TEXT SECTION below:
So quoting what someone said in the past is an ad hominem attack?

Krugman alluded to this at his blog Monday as word got out about his odd performance:

Well, we’ll see how it comes out after editing, but I feel that I just had my Denver debate moment: I was tired, cranky, and unready for the blizzard of misleading factoids and diversionary stuff (In 1997 you said that the aging population was a big problem! When Social Security was founded life expectancy was only 62!)

Actually, when Social Security was founded, life expectancy was 57. Now it's 77, a "misleading factoid" folks like Krugman choose to ignore.

As for Scarborough's quotes of previous Krugman contentions, earlier in the program he noted that in the '90s, Krugman had written about it being irresponsible for the federal government to run budget deficits because of the impact the baby boomers were going to have when they began retiring.

According to Scarborough, Krugman claimed it was going to hit the fan in 2012. Yet now that we're here, and 10,000 baby boomers are retiring every day, debt and deficits are no longer a problem.

I guess that's an ad hominem attack in Krugman's view.

Now in fairness to Krugman, his point was that the time to deal with the debt was in the '90s when the economy was doing well and unemployment was much lower. He doesn't feel it's appropriate to be doing that now in a much weaker economic condition with stubbornly high unemployment.

Scarborough rebutted this by saying - accurately in my view - that we could be achieving fiscal policy that both stimulates the economy and reforms entitlement programs.

Krugman didn't agree.

As for Krugman "joking" about needing a housing bubble to replace the NASDAQ bubble, here's what he wrote on August 2, 2002:


[P]redictions of an imminent recovery in business investment keep turning out to be premature. Most businesses are in no hurry to go on another spending spree. And those that might have started to invest again have been deterred by sliding stock prices, widening bond spreads and revelations about corporate scandal. [...]

A few months ago the vast majority of business economists mocked concerns about a ''double dip,'' a second leg to the downturn. But there were a few dogged iconoclasts out there, most notably Stephen Roach at Morgan Stanley. As I've repeatedly said in this column, the arguments of the double-dippers made a lot of sense. And their story now looks more plausible than ever.
End of TEXT SECTION.
EXTRACTED RECORDS below:
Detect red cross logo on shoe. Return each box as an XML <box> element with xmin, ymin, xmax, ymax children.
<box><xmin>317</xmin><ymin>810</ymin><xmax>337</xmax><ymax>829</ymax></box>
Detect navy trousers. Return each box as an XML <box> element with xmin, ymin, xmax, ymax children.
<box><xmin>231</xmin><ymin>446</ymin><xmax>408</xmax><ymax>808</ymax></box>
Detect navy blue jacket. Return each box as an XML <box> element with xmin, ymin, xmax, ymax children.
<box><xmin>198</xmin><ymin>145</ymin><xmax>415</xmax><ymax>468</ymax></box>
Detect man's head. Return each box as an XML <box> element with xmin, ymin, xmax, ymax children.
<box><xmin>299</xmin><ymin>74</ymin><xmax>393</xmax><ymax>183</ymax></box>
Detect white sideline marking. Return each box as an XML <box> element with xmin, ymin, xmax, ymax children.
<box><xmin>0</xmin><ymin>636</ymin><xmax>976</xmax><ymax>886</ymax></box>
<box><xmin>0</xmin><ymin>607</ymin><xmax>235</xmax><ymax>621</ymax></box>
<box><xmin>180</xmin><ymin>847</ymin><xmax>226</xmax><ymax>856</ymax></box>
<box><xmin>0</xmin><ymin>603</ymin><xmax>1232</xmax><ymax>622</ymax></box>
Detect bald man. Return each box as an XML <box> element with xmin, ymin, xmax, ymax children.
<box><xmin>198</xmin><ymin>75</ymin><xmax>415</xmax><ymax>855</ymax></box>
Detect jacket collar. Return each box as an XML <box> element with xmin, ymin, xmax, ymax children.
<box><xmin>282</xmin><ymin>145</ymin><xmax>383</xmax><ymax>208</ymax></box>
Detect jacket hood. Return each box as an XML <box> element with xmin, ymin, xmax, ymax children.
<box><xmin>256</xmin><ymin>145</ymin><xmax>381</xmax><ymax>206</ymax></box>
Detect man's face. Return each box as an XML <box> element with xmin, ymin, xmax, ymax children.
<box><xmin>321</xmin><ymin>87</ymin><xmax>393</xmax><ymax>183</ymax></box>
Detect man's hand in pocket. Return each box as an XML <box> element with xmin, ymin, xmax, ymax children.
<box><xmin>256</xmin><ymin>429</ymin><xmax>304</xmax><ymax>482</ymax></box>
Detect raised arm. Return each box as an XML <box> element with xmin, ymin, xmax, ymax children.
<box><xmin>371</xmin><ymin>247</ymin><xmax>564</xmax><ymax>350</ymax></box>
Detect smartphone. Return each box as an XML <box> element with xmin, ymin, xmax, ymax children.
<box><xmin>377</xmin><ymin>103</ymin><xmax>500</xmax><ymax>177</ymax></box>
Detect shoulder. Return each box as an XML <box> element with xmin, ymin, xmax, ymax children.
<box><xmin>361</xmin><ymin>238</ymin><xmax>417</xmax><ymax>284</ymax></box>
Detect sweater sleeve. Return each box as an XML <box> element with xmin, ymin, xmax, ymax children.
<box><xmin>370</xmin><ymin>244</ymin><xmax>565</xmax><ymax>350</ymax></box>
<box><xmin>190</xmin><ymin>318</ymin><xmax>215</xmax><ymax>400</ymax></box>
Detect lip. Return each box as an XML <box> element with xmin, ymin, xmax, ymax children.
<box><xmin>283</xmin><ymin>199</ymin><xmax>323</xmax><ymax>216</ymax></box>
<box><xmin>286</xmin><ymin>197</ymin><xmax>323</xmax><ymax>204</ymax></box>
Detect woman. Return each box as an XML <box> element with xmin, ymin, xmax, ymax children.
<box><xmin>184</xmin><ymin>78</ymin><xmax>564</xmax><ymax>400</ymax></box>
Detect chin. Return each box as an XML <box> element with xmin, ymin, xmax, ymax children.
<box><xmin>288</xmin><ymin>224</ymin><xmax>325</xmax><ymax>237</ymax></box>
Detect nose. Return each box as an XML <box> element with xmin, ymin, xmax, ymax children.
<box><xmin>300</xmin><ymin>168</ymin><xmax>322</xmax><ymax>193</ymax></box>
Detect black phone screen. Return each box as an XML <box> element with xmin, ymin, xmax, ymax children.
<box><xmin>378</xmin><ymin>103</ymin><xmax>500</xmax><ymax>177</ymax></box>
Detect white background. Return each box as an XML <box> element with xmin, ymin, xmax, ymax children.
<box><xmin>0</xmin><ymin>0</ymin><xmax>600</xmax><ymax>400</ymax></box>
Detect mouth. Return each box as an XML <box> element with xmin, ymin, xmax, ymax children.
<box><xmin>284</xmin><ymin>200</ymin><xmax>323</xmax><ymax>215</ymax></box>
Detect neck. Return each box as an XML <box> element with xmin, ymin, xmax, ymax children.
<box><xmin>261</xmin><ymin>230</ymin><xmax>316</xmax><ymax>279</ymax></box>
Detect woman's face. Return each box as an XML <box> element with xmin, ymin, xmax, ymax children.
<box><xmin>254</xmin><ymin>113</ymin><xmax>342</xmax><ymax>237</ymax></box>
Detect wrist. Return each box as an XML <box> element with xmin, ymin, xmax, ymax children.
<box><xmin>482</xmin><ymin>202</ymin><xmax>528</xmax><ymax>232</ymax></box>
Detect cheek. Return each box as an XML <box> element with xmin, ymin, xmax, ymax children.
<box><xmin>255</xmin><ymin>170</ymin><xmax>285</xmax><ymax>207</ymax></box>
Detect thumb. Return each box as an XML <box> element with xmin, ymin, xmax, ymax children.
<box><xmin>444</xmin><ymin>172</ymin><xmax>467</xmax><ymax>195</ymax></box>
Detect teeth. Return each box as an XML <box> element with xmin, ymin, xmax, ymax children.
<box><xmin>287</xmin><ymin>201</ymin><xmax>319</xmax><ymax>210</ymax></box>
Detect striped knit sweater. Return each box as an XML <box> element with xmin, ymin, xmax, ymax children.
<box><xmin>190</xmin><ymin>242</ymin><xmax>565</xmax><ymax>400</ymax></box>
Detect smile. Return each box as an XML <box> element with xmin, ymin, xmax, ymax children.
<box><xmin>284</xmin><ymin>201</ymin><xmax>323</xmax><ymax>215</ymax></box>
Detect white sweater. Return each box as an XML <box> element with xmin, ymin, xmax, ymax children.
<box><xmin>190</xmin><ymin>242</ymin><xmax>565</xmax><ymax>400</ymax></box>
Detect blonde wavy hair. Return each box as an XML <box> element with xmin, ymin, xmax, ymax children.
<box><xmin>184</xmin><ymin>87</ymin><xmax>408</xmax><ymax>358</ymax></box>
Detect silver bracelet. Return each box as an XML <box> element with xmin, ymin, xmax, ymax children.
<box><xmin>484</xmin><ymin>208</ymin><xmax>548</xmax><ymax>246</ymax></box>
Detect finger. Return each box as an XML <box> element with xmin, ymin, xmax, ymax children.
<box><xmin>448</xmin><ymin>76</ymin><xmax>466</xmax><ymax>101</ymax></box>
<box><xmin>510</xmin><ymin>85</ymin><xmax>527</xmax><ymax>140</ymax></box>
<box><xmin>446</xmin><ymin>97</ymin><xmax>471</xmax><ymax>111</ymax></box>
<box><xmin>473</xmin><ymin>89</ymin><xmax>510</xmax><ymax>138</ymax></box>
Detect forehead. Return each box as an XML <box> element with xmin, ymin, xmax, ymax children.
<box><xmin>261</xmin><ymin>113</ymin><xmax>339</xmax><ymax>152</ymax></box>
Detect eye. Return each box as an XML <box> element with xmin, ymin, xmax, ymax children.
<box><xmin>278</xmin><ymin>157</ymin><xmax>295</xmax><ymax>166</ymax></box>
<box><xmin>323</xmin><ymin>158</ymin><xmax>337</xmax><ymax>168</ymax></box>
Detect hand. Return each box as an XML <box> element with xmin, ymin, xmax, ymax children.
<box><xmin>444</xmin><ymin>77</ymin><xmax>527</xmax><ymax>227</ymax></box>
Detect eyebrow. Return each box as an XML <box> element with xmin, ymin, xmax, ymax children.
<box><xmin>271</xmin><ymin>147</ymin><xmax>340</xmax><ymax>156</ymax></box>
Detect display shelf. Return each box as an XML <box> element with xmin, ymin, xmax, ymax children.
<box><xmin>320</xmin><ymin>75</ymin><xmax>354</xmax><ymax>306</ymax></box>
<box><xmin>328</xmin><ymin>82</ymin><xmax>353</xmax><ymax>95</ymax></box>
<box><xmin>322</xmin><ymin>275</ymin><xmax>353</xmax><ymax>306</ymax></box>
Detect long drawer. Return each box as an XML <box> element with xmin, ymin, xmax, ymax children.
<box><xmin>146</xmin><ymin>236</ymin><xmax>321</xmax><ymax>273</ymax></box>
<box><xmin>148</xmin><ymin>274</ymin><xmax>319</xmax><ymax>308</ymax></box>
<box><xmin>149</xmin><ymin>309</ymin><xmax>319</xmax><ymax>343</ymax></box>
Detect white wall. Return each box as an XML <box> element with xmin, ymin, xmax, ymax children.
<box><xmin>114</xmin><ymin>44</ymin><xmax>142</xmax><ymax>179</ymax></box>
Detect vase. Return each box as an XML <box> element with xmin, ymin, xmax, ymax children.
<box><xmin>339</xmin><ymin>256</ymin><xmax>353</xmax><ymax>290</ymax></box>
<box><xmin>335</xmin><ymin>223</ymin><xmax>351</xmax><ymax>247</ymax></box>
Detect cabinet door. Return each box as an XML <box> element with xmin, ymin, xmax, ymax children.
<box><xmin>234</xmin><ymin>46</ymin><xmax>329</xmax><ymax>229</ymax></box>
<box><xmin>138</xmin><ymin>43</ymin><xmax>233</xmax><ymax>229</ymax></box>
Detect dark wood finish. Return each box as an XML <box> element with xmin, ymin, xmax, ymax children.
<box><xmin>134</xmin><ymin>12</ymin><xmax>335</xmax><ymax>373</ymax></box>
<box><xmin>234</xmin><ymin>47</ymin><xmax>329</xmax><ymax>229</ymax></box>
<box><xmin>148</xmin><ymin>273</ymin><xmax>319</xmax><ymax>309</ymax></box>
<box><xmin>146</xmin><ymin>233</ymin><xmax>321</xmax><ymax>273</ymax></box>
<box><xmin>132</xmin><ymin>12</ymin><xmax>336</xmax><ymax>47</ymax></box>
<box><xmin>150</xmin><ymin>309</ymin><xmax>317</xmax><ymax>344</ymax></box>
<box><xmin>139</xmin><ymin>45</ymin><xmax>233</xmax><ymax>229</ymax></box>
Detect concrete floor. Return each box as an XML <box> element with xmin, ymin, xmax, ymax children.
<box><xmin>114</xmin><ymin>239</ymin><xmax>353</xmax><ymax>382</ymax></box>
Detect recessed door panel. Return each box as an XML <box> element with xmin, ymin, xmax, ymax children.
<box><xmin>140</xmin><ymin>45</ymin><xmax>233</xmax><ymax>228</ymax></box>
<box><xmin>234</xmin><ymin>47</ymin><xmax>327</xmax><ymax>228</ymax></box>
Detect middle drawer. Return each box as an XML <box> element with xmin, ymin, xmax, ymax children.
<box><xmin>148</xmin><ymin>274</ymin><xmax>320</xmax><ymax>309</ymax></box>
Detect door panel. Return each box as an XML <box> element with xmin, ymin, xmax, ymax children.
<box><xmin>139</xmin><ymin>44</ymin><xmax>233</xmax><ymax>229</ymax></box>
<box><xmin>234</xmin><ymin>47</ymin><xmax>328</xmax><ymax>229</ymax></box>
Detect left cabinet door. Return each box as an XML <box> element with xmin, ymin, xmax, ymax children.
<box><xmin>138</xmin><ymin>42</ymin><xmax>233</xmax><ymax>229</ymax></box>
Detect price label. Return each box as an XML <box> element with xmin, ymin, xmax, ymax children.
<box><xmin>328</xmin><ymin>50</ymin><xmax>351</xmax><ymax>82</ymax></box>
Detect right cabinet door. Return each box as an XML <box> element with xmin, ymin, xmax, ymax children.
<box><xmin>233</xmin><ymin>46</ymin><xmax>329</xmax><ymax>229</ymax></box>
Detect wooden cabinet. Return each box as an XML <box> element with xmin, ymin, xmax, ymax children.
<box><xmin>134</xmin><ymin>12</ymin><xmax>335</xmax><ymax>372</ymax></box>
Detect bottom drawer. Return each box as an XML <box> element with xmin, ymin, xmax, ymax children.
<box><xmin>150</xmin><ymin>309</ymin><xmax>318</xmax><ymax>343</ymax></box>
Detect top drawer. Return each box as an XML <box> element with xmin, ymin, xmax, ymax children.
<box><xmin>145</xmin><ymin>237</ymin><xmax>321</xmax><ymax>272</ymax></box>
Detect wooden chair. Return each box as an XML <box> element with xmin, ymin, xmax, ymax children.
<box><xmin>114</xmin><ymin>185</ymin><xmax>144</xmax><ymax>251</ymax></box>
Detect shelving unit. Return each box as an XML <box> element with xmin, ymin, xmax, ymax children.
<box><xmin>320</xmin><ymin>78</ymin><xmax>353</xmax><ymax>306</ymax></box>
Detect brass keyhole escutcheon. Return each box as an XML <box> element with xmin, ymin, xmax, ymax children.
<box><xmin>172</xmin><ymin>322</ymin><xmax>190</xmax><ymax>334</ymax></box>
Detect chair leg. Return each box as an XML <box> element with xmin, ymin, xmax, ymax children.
End of EXTRACTED RECORDS.
## WORK ITEM
Extract the stretch of the Krugman commentary from "As for Krugman" through "plausible than ever.", word for word.

## WRITTEN RESPONSE
As for Krugman "joking" about needing a housing bubble to replace the NASDAQ bubble, here's what he wrote on August 2, 2002:


[P]redictions of an imminent recovery in business investment keep turning out to be premature. Most businesses are in no hurry to go on another spending spree. And those that might have started to invest again have been deterred by sliding stock prices, widening bond spreads and revelations about corporate scandal. [...]

A few months ago the vast majority of business economists mocked concerns about a ''double dip,'' a second leg to the downturn. But there were a few dogged iconoclasts out there, most notably Stephen Roach at Morgan Stanley. As I've repeatedly said in this column, the arguments of the double-dippers made a lot of sense. And their story now looks more plausible than ever.